§ Work to complete:
List each distinct proper name that appears in the court opinion excerpt below, in order of first appearance.

§ Passage shown:
-*-

I have come to the conclusion, however, that remand would not be meaningful in this case. This does not mean that I agree with the district court’s finding that the evidence produced by Smith was not compelling. I concur in the result because I am bound by Supreme Court and circuit precedent. And in this area, that precedent, unfairly in my opinion, imposes too heavy a burden on plaintiffs trying to prove the ultimate issue in discrimination eases: that the employer intentionally discriminated against her on the basis of a Title VII-protected trait. I believe that Smith has produced enough evidence to *431meet her initial burden under Price Waterhouse or McDonnell Douglas, but agree that it would have been plausible for a factfinder to conclude that Morse proved its position-elimination defense by a preponderance of the evidence or, alternatively, that the facts established were insufficient to show pretext. Although it did so without adhering to the process Title VII requires, the district court decided the ultimate issue in the case and, although I disagree with it, I cannot say that decision was clearly erroneous.

-*-

§ Material supplied:
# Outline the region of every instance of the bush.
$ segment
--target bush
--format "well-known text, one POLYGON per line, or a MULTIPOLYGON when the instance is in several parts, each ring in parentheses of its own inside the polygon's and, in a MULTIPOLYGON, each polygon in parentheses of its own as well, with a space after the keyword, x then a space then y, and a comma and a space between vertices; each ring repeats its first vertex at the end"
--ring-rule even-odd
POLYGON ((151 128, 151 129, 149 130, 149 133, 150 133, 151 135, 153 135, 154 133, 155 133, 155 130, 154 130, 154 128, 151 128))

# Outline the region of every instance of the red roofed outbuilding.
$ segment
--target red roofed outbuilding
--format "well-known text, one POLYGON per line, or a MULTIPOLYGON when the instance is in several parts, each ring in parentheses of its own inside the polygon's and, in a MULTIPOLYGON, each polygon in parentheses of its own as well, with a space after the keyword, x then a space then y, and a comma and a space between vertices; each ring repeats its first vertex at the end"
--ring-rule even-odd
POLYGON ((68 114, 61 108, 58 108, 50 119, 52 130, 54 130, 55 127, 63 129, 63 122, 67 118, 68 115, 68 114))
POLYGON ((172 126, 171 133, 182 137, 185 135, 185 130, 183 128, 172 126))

-*-

§ Exercise output:
Smith, Supreme Court, Title VII, Price Waterhouse, McDonnell Douglas, Morse